TASK PROMPT:
Put the records below into a Markdown table with two columns, Number and Record line. Give each nonblank line its own row, and leave out the pictures.

[Start]

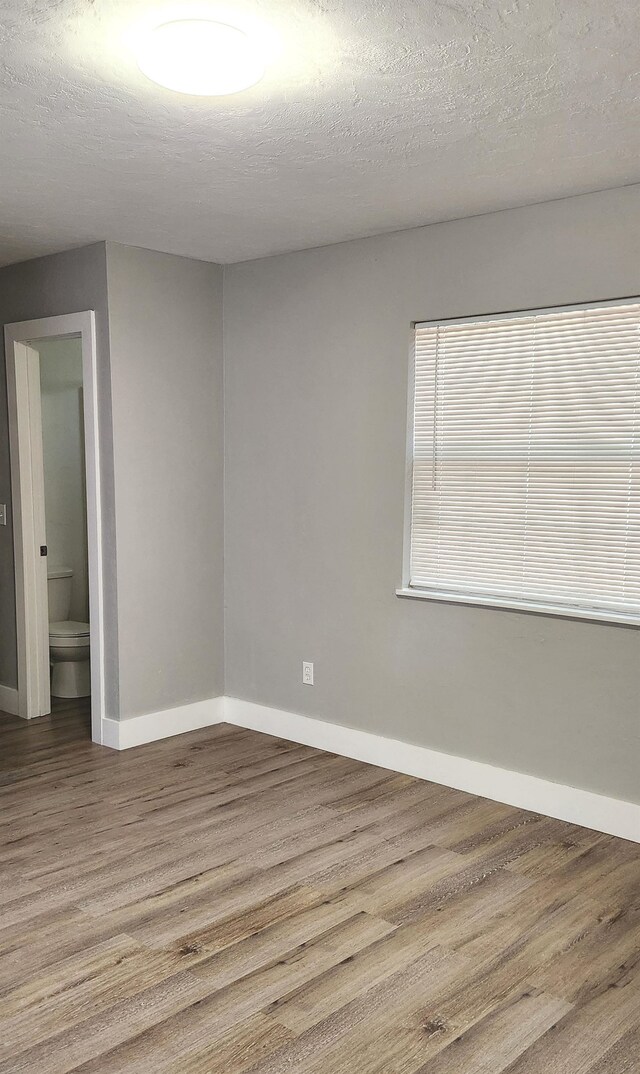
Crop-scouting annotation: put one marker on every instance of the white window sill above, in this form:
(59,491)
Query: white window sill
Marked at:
(595,614)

[End]

THE RESULT:
| Number | Record line |
|---|---|
| 1 | Crop-scouting annotation: put one marker on every instance of the white window sill above, in this form: |
| 2 | (59,491) |
| 3 | Query: white window sill |
| 4 | Marked at: |
| 5 | (595,614) |